• **Task description**
Starting at the line that holds "For the red sash", copy every line exactly through the end of the data, and no others.

==== Excerpted records ====

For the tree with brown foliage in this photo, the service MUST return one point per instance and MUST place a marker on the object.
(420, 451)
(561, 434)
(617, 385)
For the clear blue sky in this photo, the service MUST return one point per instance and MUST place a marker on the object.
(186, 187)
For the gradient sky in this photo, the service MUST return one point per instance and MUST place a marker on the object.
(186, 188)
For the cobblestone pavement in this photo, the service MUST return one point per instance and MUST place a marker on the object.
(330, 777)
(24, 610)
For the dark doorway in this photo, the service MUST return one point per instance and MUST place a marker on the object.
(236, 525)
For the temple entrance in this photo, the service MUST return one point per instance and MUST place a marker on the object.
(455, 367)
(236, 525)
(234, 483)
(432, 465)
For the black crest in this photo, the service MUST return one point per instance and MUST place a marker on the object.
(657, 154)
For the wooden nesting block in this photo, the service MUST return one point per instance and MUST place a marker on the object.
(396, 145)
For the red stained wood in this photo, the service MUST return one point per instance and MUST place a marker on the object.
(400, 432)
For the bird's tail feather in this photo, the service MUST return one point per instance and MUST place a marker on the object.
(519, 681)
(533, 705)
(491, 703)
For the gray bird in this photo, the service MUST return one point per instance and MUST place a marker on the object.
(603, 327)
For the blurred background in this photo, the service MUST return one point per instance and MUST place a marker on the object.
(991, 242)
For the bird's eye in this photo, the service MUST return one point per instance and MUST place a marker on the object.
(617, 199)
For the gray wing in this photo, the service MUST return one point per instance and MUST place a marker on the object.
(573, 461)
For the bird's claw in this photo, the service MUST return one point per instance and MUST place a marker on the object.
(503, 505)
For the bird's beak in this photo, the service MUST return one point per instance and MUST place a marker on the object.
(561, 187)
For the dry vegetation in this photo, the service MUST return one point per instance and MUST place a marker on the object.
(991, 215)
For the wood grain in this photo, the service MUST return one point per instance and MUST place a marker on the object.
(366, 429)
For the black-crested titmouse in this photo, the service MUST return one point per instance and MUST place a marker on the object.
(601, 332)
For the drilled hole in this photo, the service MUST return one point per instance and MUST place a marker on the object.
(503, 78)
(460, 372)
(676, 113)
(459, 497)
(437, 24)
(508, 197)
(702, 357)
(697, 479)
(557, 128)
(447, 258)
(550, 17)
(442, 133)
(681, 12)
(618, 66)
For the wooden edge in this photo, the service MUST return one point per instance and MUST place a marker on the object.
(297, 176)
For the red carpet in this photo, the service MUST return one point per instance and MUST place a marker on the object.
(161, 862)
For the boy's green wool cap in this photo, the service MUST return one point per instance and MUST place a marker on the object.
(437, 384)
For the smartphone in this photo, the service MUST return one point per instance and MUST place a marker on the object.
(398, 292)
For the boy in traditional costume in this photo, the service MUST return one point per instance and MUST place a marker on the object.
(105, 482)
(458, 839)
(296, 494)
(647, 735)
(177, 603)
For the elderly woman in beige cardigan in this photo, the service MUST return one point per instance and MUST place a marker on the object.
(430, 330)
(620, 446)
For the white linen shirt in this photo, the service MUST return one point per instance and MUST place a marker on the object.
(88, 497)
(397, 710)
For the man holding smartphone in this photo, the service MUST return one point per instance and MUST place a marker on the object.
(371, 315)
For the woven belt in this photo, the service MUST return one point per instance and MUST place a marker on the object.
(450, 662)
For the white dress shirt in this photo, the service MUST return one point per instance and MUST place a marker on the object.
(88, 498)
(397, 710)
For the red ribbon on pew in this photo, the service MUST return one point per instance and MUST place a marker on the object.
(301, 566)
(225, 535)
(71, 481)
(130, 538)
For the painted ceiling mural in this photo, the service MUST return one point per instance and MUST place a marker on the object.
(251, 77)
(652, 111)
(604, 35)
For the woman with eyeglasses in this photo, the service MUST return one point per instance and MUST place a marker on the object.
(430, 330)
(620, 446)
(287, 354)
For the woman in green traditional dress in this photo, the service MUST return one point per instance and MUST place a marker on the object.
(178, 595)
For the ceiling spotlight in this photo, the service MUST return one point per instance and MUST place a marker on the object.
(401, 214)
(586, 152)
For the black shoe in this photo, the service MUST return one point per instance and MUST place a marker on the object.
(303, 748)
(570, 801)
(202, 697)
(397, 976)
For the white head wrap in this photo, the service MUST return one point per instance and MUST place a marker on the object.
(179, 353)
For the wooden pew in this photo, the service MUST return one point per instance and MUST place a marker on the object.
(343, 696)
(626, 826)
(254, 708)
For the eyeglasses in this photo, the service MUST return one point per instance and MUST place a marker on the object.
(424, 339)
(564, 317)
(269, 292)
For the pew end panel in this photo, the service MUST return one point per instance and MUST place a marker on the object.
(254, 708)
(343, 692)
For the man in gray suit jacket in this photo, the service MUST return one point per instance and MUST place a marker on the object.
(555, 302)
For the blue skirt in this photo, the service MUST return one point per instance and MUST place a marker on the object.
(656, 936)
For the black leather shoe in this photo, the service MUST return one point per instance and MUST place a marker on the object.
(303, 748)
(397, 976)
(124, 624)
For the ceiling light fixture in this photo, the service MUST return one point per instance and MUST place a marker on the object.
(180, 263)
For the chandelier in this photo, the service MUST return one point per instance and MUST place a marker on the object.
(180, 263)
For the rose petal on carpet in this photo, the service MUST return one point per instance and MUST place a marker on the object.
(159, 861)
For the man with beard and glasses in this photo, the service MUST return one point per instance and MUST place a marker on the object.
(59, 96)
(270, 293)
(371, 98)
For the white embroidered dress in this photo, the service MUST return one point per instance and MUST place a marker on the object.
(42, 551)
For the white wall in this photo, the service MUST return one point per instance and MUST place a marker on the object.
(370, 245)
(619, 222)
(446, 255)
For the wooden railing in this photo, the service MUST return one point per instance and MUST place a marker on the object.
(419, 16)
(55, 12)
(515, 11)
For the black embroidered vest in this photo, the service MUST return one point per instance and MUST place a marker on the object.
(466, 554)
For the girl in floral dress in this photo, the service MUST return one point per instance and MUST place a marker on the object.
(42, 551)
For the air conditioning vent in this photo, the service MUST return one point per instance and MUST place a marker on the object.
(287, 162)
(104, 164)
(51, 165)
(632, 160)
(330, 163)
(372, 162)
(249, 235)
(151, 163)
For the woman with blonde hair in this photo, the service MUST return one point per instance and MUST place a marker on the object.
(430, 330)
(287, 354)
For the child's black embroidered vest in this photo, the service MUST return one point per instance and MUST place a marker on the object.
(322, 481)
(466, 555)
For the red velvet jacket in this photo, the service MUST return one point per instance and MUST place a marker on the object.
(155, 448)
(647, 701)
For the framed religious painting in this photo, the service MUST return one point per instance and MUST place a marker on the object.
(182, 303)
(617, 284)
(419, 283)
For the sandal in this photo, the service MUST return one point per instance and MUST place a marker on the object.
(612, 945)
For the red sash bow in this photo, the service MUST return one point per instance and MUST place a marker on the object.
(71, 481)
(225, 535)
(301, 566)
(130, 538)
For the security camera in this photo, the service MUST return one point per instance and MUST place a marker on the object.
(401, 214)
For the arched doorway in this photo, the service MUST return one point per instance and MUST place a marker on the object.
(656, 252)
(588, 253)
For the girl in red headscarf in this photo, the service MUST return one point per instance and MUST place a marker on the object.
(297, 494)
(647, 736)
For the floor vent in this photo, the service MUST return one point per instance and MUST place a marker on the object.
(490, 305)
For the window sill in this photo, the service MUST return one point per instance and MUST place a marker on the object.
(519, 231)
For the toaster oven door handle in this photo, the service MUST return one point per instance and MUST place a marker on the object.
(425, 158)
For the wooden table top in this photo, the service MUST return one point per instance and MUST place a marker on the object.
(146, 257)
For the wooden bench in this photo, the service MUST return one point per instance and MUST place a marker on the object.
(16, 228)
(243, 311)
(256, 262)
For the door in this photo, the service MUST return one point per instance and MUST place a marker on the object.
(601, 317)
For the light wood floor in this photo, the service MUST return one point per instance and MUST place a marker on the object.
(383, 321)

====

• **Written solution**
For the red sash bow in this photo, the service MUST return one point per instance and MUST place a marker on the object.
(71, 481)
(225, 535)
(301, 566)
(130, 538)
For the security camera in this photo, the service MUST return one point per instance and MUST place a marker on the object.
(401, 214)
For the arched doorway in this photo, the service MUST return one point per instance and MUST place a marker on the object.
(656, 252)
(588, 253)
For the girl in red headscarf in this photo, the service MUST return one point per instance and MUST place a marker on the object.
(297, 494)
(647, 736)
For the floor vent in this photo, the service MUST return one point per instance and MUST place a marker on the object.
(490, 305)
For the window sill in this photo, the service MUST return one point per instance and MUST place a marker on the object.
(519, 231)
For the toaster oven door handle in this photo, the service MUST return one point per instance and MUST place a marker on the object.
(425, 158)
For the wooden table top in this photo, the service MUST return one point per instance and MUST place a marker on the object.
(146, 257)
For the wooden bench in this photo, the service MUST return one point per instance and MUST place a marker on the object.
(16, 228)
(243, 311)
(256, 262)
For the door in this photo, the service MUST return one point per instance and MUST place a marker on the object.
(601, 317)
For the light wood floor in this photo, the service MUST return one point per instance and MUST place a marker on the object.
(383, 321)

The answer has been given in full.